Written instruction — Rewrite the material from its start through the line containing "[[241, 92], [82, 64], [287, 177]]", replacing "folded" with "crumpled" and keeping everything else unchanged.

--- start Records for this task ---

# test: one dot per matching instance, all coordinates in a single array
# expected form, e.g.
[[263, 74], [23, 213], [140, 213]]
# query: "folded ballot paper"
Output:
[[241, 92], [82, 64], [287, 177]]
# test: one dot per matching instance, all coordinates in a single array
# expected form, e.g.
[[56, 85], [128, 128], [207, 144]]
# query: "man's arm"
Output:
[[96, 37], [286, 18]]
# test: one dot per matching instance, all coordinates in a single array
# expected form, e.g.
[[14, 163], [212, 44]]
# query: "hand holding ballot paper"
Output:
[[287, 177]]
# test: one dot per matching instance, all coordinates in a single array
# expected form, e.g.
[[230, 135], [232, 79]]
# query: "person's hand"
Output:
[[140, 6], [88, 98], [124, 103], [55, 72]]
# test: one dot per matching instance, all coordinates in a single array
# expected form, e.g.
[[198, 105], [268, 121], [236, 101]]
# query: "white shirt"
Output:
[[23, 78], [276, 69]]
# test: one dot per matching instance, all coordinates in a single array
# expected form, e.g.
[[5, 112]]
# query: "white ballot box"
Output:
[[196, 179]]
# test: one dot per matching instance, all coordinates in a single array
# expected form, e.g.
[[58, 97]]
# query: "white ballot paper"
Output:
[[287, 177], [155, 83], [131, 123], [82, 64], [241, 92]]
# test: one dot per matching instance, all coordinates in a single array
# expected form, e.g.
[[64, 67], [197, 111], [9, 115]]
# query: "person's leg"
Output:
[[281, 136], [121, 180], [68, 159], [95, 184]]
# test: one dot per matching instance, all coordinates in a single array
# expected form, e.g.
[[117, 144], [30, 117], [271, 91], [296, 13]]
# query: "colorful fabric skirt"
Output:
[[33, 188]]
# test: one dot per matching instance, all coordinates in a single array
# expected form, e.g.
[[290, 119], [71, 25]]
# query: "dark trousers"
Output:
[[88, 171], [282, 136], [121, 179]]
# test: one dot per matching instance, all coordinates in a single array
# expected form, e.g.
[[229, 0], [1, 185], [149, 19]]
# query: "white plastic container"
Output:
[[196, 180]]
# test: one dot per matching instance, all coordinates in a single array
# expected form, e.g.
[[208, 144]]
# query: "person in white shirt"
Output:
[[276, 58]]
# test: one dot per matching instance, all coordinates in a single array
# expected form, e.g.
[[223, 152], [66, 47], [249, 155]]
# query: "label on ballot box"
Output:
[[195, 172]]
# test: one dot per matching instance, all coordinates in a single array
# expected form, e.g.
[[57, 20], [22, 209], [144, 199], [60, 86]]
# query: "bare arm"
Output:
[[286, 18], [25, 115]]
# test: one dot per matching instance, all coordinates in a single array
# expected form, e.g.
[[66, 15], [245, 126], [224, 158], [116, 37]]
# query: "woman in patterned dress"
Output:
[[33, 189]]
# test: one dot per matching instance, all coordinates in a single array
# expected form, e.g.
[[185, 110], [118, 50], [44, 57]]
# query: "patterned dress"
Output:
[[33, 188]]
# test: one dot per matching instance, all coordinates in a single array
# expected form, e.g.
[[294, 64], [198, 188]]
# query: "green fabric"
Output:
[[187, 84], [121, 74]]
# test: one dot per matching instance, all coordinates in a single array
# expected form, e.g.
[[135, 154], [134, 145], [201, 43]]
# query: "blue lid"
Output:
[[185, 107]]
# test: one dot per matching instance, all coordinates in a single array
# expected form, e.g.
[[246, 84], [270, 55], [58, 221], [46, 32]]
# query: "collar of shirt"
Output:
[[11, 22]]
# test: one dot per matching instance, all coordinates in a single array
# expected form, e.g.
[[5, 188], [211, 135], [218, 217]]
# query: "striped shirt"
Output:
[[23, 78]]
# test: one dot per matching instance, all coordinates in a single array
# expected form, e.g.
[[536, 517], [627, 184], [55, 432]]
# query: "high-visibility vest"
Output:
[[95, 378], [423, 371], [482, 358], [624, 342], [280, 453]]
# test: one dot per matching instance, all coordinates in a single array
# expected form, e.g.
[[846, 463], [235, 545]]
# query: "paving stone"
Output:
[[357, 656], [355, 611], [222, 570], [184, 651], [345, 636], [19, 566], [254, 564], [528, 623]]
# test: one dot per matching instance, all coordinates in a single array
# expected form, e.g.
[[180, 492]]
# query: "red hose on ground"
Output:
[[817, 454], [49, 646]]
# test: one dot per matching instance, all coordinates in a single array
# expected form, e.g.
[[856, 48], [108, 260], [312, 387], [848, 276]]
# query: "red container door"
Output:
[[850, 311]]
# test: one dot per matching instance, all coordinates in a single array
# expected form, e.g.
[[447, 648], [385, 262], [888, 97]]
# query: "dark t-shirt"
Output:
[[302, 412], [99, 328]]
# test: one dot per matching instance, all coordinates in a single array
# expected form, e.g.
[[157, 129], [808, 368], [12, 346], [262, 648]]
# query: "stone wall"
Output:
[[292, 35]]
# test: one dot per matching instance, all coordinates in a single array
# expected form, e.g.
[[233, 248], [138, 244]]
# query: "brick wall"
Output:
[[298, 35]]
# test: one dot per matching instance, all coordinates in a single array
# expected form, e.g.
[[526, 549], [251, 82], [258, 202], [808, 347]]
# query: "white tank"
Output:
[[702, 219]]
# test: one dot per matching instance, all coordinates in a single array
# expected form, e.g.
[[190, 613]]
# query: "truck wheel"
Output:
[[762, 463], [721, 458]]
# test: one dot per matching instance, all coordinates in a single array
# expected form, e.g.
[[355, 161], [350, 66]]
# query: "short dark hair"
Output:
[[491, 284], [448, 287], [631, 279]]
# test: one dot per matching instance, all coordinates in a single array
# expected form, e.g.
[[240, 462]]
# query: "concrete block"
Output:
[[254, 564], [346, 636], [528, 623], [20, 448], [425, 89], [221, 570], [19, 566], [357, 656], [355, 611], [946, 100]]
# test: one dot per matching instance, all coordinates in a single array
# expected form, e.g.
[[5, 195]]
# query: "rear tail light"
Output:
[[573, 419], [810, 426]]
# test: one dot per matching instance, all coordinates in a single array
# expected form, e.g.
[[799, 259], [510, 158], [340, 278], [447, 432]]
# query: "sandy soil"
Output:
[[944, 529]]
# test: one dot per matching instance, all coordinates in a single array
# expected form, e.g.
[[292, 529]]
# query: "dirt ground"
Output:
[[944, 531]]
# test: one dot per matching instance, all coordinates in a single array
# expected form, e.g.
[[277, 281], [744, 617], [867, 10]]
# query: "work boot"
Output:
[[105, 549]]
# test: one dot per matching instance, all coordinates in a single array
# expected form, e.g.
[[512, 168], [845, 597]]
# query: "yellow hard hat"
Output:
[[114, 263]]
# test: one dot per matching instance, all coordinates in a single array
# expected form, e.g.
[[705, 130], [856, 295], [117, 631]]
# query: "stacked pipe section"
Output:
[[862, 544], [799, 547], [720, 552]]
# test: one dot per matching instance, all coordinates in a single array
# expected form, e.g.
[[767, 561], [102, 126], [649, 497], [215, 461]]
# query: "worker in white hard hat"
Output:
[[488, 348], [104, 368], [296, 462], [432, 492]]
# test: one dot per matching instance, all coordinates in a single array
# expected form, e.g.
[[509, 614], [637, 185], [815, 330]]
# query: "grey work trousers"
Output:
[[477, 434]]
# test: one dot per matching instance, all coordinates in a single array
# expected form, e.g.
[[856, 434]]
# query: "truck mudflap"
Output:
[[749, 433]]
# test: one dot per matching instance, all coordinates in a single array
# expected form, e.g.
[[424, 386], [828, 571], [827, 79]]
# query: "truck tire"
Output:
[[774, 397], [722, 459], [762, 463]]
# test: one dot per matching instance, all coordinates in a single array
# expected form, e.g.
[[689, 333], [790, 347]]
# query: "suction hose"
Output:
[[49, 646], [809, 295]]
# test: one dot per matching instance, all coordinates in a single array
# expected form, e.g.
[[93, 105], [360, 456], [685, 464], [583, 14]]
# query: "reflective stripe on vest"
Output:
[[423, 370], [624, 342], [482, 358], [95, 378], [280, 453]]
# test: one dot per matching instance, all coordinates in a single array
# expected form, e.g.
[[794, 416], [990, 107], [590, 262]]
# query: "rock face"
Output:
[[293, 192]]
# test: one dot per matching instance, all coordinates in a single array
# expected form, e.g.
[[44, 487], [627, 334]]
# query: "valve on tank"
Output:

--- end Records for this task ---

Solved exercise —
# test: one dot per matching instance, all coordinates in a single array
# expected form, e.g.
[[263, 74], [23, 213], [140, 213]]
# query: "crumpled ballot paper"
Output:
[[241, 92], [82, 64], [287, 177]]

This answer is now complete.